Work instructions:
1: Rewrite the text on later Mohism starting with "Given the breadth" and going on through "document Pronunciation Guide.)", using "limited selection" in place of "narrow sample".
2: Extend the text on later Mohism past its final sentence.
(Beginning of Study text)
The Canons, their accompanying Explanations, and other later Mohist writings are among the most important texts in the history of Chinese ethics, philosophy of language, epistemology, logic, and science. They present elements of a sophisticated semantic theory, epistemology, consequentialist ethics, and theory of analogical argumentation, along with intriguing discussions of causality, space and time, and mereological ontology. Also recorded are inquiries in such diverse fields as geometry, mechanics, optics, and economics. The writers put forward terse, rigorous arguments that develop and defend Mohist ideas and rebut opponents' views. The texts yield a rich taste of an approach to language, mind, and knowledge distinct from those dominant in the Western philosophical tradition. At the same time, by shedding light on technical notions employed in other ancient writings, they confirm that a grasp of early theories of language, knowledge, and argumentation is essential to a full understanding of classical Chinese thought. Indeed, the later Mohists decisively refute the once widespread view that ancient Chinese thinkers were concerned exclusively with ethics, moral psychology, and nature mysticism and uninterested in language, epistemology, and logic.
Given the breadth and richness of later Mohist thought, this article can present only a narrow sample. We will focus on a handful of core ideas and issues in ethics, philosophy of language, epistemology, ontology, and disputation. (For a rough guide to the pronunciation of some of the Chinese terms used in this article, see the supplementary document Pronunciation Guide.)
- 1. Background and Overview
- 2. The Texts
- 3. Ethics
- 4. Philosophy of Language
- 5. Epistemology
- 6. “Same” and “Different”
- 7. Argumentation and Logic
- 8. Concluding Remarks
- Academic Tools
- Other Internet Resources
- Related Entries
The early Mohists hoped to develop objective moral standards by which to unify society and achieve social order. Part of their solution was to develop a theory of fa (models, standards) that explained how to judge distinctions (bian) between shi (this, right) and fei (not-this, wrong). The core idea was to identify clear, objective fa (models) to serve as paradigms for pattern recognition or analogical extension. Things relevantly similar to, or “matching” (zhong), the fa would be shi (right, this); anything not relevantly similar would be fei (wrong, not-this). The theory of fa applied not only to ethics but to other areas of thought as well. In epistemology, for instance, it could be applied to explain what it is to know something: It is knowing how to correctly distinguish what does or does not match the fa for that sort of thing. To determine whether some claim ‘A is B’ should be accepted, we compare A to the fa for B to see whether they are similar. To determine whether some doctrine is right, we can compare it to the “three models”—the deeds of the sage-kings, perceptual experience, and practical benefit. In logic, the theory yields a model of analogical argumentation. For the Mohists, an assertion is the application of a term to something. To support an assertion, we cite a fa for the term we are asserting and then show that the thing we are asserting it of is relevantly similar to the fa. In philosophy of language—though early Mohist texts do not explicitly take this step—the theory could be applied to explain why words denote the things they do. The extensions of terms are determined by social practices in which we associate fa with terms and distinguish what things do or do not match the fa. Everything that does is thereby properly referred to by the term in question.
(End of Study text)
(Beginning of Supplied information)
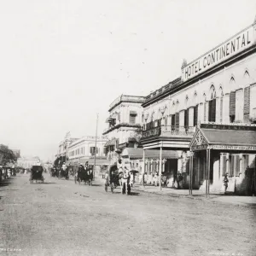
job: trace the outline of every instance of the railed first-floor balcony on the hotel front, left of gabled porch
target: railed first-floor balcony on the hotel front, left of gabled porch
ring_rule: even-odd
[[[184,137],[192,138],[195,134],[195,126],[161,125],[143,131],[143,137]]]

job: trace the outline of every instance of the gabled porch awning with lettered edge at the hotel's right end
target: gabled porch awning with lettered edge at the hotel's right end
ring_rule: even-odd
[[[256,126],[202,124],[189,145],[191,151],[203,149],[256,151]]]

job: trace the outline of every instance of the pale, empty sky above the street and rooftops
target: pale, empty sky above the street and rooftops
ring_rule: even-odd
[[[121,94],[147,96],[251,25],[255,0],[0,1],[0,143],[52,160],[107,127]]]

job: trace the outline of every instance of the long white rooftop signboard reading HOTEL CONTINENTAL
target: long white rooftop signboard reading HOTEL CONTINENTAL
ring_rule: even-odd
[[[225,41],[224,44],[218,45],[216,48],[202,55],[195,61],[189,63],[182,70],[183,81],[194,78],[196,75],[203,73],[207,69],[218,65],[218,63],[229,59],[247,49],[253,44],[253,26],[236,34],[233,38]]]

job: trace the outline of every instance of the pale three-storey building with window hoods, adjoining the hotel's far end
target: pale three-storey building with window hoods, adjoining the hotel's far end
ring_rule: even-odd
[[[119,157],[116,151],[120,153],[126,147],[137,148],[137,131],[140,130],[143,121],[144,100],[143,96],[121,95],[110,104],[106,120],[108,127],[103,131],[103,135],[108,136],[105,148],[108,159],[112,162]]]

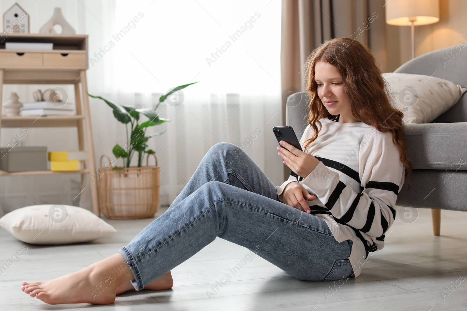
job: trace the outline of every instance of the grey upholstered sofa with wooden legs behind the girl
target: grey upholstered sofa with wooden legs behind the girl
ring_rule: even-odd
[[[436,76],[467,87],[467,46],[439,49],[420,55],[394,72]],[[410,190],[407,183],[397,196],[396,205],[431,208],[433,234],[439,235],[440,211],[467,210],[467,92],[451,109],[427,124],[406,124],[405,141],[413,171]],[[286,125],[292,126],[300,138],[308,125],[307,92],[287,98]],[[401,208],[401,217],[406,212]],[[415,220],[415,219],[414,219]],[[412,220],[412,221],[414,221]],[[406,221],[410,222],[410,221]]]

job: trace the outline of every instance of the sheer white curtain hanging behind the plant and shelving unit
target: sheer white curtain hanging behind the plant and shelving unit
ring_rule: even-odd
[[[5,11],[9,2],[14,3],[2,1],[0,8]],[[90,94],[118,104],[149,108],[155,107],[160,95],[170,88],[199,81],[179,94],[184,97],[182,104],[161,103],[157,112],[171,121],[150,129],[166,130],[149,140],[161,166],[161,205],[177,197],[199,161],[218,142],[238,145],[274,184],[283,182],[282,159],[277,156],[277,141],[271,130],[282,125],[280,1],[73,0],[39,1],[34,6],[24,2],[19,4],[31,15],[31,32],[38,32],[53,7],[62,7],[77,33],[89,35]],[[25,93],[32,93],[34,87],[6,86],[4,100],[10,89],[23,88]],[[91,99],[91,111],[96,158],[110,156],[115,143],[126,142],[125,127],[114,120],[110,108],[100,100]],[[2,141],[14,135],[14,129],[8,131],[12,132],[2,131]],[[39,131],[44,130],[29,132],[36,135]],[[40,143],[49,150],[70,150],[77,147],[68,139],[73,131],[54,132],[58,135],[54,143],[43,135],[37,140],[36,135],[35,140],[25,140],[24,145]],[[43,201],[90,208],[87,188],[73,200],[85,187],[79,186],[79,178],[61,178],[48,179],[49,187],[60,189],[60,195],[52,195],[53,189],[40,185],[40,178],[7,178],[21,185],[21,193],[28,199],[3,197],[2,208],[5,211]],[[4,189],[9,187],[6,178],[0,182]],[[67,182],[72,186],[64,187]],[[41,198],[35,191],[51,195]],[[71,201],[64,202],[64,197]]]

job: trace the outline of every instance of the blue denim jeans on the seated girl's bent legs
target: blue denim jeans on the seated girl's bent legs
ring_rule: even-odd
[[[167,211],[119,250],[136,290],[195,255],[216,236],[246,247],[300,280],[352,274],[352,240],[338,243],[324,219],[290,207],[239,147],[218,143]]]

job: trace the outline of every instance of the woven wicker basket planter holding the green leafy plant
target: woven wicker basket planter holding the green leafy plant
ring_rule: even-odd
[[[99,209],[110,219],[139,219],[153,217],[159,209],[159,171],[156,166],[130,166],[107,169],[98,180]],[[107,157],[103,155],[102,159]],[[109,159],[110,165],[110,159]],[[111,165],[110,165],[111,166]]]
(End of Supplied information)
Expected results:
1:
Given the breadth and richness of later Mohist thought, this article can present only a limited selection. We will focus on a handful of core ideas and issues in ethics, philosophy of language, epistemology, ontology, and disputation. (For a rough guide to the pronunciation of some of the Chinese terms used in this article, see the supplementary document Pronunciation Guide.)

2:
Accounts can be given at several levels to explain the correctness of shi/fei judgments. Most immediately, shi/fei distinctions seem to rest on social norms for distinguishing various kinds of things. This view is suggested by how the Mohists describe the process by which we learn to judge shi and fei: through conformity to the model set by social superiors. According to the theory of the “three models,” these norms for drawing distinctions rest in turn on three fundamental standards: the precedent set by wise leaders of the past, perceptual experience, and benefit to society. To some extent, then, the norms have a real basis in perceptual experience and in whatever strategies actually work, in practice, to promote “benefit,” which the early Mohists understood as wealth, population, and social order. The Mohists also seem to have thought they could ground at least some of these norms—specifically, ethical norms—in the patterns of action exemplified by tian (Heaven, nature) itself. The third of the “three models” is also grounded in the norms that tian follows, specifically the norm of promoting benefit to all. So shi/fei distinctions based on benefit are also, at least in an indirect sense, underwritten by tian.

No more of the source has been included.